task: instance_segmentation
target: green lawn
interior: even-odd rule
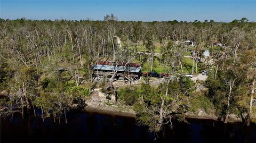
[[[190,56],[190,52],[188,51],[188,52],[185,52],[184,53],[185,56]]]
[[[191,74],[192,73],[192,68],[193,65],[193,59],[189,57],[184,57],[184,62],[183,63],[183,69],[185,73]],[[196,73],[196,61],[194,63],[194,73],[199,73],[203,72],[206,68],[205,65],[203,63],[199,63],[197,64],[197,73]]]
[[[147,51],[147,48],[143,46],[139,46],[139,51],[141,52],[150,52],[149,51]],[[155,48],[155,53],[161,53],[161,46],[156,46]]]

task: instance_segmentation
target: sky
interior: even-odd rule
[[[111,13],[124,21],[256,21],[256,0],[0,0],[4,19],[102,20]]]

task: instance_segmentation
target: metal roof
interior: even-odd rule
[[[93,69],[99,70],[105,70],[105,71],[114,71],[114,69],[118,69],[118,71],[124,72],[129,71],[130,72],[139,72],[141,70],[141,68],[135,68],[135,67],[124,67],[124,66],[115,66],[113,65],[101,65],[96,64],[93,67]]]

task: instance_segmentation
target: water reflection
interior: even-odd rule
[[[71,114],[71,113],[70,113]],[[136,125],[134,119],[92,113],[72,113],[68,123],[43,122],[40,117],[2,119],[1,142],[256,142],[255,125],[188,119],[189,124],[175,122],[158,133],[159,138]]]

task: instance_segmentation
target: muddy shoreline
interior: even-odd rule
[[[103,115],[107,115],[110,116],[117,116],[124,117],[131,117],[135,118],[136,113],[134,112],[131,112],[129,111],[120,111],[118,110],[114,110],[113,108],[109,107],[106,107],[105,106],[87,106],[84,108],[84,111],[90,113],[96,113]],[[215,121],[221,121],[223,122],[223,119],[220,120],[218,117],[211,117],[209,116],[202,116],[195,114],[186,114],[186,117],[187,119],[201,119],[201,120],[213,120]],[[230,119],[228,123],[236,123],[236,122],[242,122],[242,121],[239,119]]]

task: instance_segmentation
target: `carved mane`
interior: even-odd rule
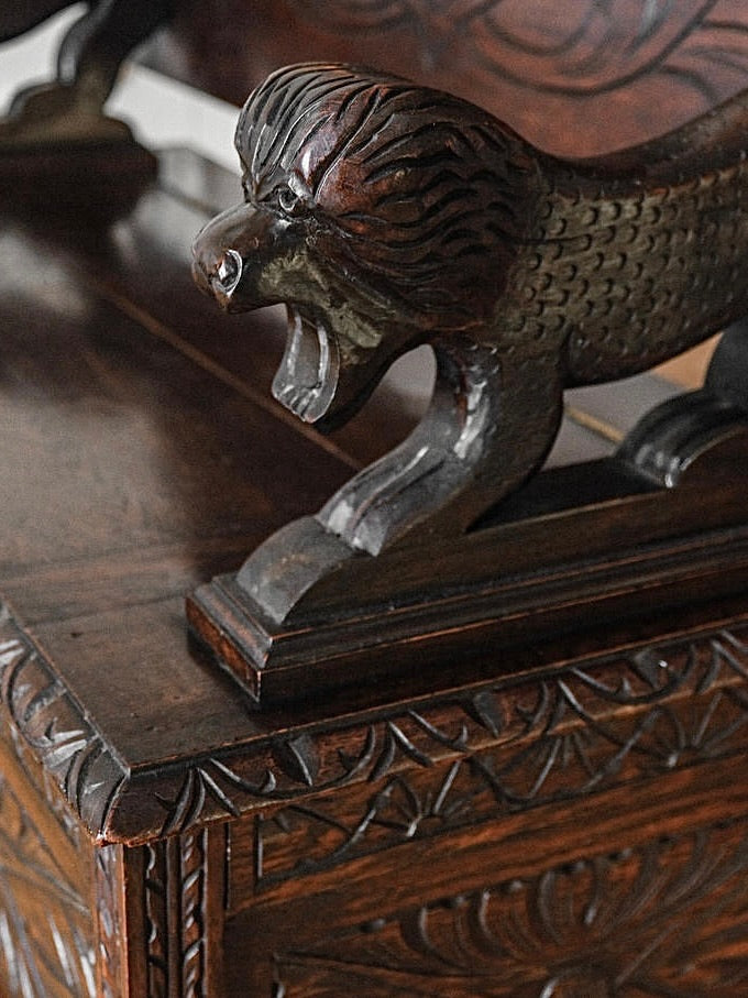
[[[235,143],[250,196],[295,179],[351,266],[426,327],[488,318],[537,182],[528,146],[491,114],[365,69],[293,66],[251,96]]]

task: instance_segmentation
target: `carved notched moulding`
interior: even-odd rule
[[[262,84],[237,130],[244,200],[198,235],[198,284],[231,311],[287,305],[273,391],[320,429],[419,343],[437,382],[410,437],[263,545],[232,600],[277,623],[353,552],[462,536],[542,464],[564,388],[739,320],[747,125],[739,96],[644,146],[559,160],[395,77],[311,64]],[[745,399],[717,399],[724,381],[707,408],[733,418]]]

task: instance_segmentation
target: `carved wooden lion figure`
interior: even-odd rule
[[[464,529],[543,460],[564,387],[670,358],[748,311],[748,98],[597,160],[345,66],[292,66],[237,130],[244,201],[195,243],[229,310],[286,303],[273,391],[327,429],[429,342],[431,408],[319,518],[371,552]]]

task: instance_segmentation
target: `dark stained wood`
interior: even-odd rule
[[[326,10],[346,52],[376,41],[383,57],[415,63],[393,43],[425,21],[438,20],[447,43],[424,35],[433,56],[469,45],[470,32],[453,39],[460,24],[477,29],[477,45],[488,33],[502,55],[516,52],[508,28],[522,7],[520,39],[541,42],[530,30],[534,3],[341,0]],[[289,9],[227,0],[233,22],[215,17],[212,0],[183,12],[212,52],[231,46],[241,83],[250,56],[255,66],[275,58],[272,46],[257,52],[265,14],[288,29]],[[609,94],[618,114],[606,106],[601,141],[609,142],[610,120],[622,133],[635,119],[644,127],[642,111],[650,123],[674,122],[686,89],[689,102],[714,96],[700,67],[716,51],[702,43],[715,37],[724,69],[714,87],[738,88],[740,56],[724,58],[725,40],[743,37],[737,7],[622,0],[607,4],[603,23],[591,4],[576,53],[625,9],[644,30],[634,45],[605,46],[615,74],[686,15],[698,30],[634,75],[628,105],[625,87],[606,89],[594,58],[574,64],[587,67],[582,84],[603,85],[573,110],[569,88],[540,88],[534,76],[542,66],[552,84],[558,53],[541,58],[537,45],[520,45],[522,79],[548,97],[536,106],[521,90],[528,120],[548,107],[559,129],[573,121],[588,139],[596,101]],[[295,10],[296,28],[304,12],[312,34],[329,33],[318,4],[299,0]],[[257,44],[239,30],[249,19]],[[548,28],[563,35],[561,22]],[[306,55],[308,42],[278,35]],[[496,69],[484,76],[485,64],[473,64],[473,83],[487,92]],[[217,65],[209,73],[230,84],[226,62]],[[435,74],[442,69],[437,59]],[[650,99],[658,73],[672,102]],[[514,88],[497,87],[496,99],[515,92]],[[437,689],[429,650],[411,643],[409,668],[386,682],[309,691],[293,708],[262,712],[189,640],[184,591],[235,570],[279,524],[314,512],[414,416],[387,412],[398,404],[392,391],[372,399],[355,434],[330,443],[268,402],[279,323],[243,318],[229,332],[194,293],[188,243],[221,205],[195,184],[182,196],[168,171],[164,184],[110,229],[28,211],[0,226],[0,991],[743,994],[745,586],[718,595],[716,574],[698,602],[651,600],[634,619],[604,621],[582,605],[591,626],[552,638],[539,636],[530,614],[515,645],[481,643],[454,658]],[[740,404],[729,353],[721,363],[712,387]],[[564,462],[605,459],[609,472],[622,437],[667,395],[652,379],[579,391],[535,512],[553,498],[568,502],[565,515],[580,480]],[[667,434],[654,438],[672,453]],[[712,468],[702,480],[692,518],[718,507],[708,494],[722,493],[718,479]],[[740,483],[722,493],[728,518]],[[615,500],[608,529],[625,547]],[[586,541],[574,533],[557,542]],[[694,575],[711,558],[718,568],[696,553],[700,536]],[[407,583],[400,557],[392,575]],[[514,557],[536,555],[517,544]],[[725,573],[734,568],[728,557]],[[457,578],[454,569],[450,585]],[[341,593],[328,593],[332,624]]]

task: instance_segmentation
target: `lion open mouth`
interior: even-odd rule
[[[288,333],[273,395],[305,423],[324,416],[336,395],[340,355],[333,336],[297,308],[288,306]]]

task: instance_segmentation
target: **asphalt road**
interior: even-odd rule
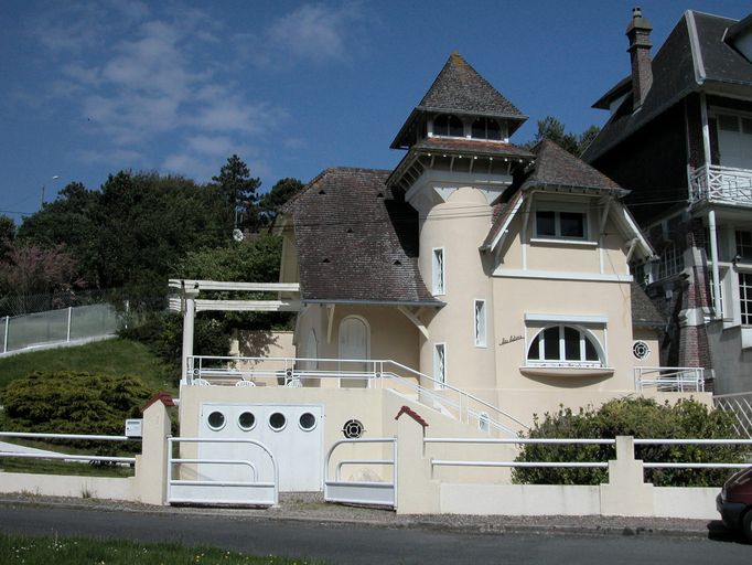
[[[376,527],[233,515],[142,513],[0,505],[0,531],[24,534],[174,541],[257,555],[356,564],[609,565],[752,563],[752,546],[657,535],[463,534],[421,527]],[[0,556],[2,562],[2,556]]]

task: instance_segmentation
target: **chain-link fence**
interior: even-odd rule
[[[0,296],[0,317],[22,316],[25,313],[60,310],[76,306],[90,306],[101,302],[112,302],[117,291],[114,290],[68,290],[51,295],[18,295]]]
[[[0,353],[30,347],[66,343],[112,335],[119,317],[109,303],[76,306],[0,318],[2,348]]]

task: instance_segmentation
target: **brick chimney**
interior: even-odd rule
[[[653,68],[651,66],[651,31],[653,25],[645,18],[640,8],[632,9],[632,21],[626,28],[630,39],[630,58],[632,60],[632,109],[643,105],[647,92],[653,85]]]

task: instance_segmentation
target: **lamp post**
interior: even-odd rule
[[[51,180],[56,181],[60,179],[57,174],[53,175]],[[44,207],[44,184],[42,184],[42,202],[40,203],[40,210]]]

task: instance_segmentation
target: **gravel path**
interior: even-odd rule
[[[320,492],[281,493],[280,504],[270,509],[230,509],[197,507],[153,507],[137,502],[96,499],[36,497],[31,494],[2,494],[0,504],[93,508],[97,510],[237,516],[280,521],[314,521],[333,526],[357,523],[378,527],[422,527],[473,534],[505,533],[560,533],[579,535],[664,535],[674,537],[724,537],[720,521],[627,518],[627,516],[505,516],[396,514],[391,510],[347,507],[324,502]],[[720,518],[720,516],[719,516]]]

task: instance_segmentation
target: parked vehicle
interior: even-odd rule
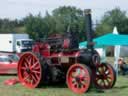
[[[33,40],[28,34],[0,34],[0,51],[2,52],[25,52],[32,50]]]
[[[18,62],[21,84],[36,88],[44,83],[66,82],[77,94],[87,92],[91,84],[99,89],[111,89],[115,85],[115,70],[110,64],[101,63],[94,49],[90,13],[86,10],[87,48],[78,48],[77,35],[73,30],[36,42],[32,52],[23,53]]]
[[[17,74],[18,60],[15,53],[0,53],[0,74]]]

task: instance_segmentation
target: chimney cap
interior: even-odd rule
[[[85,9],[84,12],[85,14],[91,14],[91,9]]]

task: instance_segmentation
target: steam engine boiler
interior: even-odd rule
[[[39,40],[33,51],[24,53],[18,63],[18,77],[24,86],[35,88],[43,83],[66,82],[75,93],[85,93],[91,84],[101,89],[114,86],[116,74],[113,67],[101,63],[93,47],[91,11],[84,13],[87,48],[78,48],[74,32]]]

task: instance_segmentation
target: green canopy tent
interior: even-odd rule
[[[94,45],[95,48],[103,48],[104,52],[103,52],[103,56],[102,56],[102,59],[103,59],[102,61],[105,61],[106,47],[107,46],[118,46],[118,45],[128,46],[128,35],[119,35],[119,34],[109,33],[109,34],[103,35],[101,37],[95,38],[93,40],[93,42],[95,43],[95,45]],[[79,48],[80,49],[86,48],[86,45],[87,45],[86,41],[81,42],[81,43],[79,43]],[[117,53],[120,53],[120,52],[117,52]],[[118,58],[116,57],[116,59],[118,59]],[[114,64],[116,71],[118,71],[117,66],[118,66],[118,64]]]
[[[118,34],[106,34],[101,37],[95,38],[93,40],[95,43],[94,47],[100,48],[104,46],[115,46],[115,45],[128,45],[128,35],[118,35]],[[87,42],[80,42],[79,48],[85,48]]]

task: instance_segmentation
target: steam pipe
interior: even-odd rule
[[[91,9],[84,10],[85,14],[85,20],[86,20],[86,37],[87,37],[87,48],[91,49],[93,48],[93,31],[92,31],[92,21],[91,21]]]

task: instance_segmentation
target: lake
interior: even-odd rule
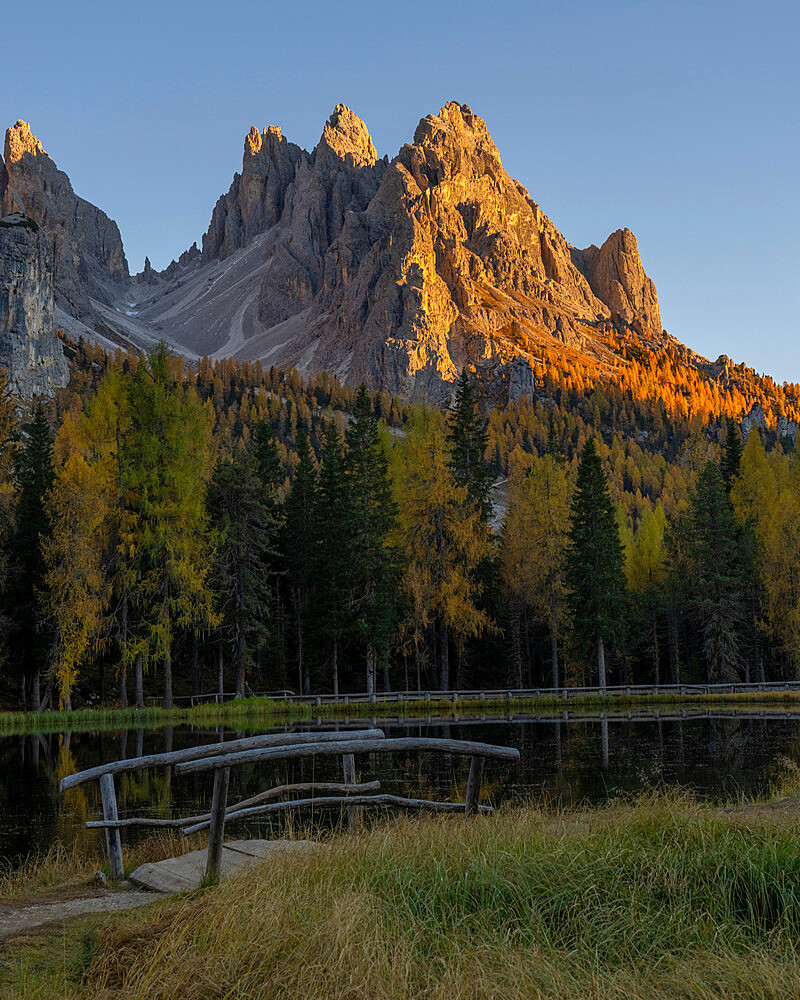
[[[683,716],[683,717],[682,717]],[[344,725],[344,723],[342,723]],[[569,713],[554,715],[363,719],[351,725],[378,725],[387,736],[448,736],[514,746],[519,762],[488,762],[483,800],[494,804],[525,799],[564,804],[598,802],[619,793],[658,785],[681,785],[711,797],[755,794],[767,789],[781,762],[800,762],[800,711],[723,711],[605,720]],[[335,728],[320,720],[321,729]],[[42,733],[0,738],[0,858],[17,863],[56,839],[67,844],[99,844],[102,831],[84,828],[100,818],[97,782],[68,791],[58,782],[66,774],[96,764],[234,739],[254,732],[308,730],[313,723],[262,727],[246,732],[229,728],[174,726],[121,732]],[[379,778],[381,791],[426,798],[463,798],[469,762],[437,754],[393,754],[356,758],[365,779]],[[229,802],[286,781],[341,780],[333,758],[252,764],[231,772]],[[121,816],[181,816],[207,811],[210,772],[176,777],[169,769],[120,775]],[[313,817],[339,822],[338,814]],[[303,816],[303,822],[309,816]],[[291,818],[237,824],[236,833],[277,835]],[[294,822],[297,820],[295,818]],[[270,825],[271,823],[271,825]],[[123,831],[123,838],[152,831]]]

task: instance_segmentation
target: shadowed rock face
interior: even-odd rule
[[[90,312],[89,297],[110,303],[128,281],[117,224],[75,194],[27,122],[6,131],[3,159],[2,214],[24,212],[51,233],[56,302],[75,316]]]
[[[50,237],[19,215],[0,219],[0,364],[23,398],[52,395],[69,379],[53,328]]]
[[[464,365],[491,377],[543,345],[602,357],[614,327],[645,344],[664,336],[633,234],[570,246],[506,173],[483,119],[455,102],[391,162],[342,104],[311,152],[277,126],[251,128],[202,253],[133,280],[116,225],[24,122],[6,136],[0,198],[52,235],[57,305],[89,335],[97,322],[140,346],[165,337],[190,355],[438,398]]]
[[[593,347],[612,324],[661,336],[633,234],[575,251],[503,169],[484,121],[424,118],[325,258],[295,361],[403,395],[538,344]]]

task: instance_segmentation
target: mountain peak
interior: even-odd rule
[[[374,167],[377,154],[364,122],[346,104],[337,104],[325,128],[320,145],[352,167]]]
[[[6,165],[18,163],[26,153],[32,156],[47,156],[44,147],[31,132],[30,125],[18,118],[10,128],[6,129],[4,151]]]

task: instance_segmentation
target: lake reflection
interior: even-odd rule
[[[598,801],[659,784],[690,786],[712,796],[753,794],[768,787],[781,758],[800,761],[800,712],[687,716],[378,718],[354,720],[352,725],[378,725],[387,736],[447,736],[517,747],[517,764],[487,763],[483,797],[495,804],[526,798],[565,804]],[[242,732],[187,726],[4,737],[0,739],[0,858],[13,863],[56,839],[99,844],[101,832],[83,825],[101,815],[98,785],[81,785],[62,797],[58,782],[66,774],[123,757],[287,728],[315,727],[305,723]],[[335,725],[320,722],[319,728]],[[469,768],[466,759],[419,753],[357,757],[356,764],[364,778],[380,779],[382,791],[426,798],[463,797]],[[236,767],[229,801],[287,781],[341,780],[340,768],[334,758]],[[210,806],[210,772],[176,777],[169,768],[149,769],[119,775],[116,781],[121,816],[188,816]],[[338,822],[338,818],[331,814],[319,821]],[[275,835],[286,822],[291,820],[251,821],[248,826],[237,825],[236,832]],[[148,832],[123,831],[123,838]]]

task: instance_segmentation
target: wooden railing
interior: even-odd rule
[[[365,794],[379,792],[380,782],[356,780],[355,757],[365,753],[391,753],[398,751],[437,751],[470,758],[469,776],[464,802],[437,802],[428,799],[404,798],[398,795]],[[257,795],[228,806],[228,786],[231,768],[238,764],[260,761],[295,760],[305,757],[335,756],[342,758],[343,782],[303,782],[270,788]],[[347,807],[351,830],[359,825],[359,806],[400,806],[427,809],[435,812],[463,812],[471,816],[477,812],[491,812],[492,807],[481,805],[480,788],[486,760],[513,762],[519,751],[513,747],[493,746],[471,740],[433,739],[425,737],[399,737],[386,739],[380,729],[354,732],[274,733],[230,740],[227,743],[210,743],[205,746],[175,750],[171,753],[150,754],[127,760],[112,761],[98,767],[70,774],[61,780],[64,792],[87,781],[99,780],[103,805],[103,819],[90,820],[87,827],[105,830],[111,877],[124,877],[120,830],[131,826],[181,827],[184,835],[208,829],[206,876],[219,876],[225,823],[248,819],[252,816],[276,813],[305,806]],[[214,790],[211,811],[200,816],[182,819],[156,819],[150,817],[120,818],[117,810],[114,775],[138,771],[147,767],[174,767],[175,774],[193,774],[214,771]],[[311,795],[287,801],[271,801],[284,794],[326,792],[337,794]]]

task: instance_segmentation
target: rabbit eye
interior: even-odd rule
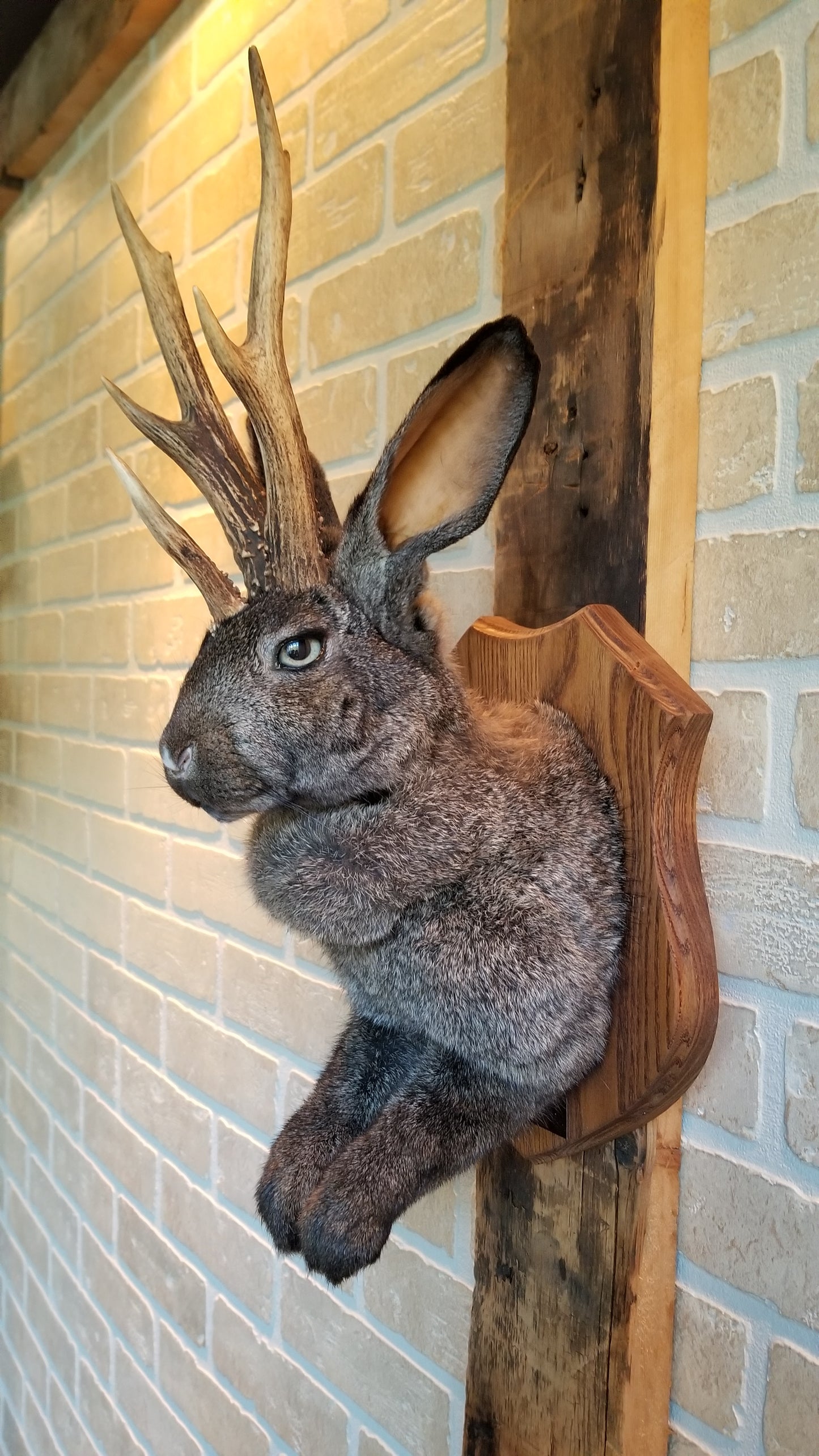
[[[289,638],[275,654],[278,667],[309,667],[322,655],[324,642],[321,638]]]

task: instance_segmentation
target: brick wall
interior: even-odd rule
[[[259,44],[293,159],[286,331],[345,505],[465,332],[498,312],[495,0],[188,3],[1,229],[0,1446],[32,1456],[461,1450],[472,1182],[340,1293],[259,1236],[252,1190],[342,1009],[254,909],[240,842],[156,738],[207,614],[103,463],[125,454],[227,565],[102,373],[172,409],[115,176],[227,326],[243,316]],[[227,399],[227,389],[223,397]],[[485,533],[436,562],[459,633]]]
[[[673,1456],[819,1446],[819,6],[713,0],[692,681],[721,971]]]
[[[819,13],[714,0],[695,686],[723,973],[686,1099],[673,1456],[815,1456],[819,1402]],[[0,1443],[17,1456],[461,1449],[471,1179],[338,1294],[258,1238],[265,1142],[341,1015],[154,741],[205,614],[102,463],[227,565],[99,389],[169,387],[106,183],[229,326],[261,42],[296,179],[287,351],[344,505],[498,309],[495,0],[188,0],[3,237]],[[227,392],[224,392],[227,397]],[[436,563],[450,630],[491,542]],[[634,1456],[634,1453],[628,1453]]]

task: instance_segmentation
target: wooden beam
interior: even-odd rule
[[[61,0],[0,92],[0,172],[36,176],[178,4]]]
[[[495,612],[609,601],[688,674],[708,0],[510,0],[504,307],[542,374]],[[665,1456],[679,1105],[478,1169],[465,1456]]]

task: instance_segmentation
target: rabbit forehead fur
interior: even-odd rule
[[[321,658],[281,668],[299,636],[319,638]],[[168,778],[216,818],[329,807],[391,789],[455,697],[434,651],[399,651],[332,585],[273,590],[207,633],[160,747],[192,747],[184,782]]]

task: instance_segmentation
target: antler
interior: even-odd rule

******************************

**WRITTEN REQUEST**
How many lines of the data above contain the string "chimney"? Case matters. Reply with the number only.

**SOLUTION FOR THIS EXERCISE**
2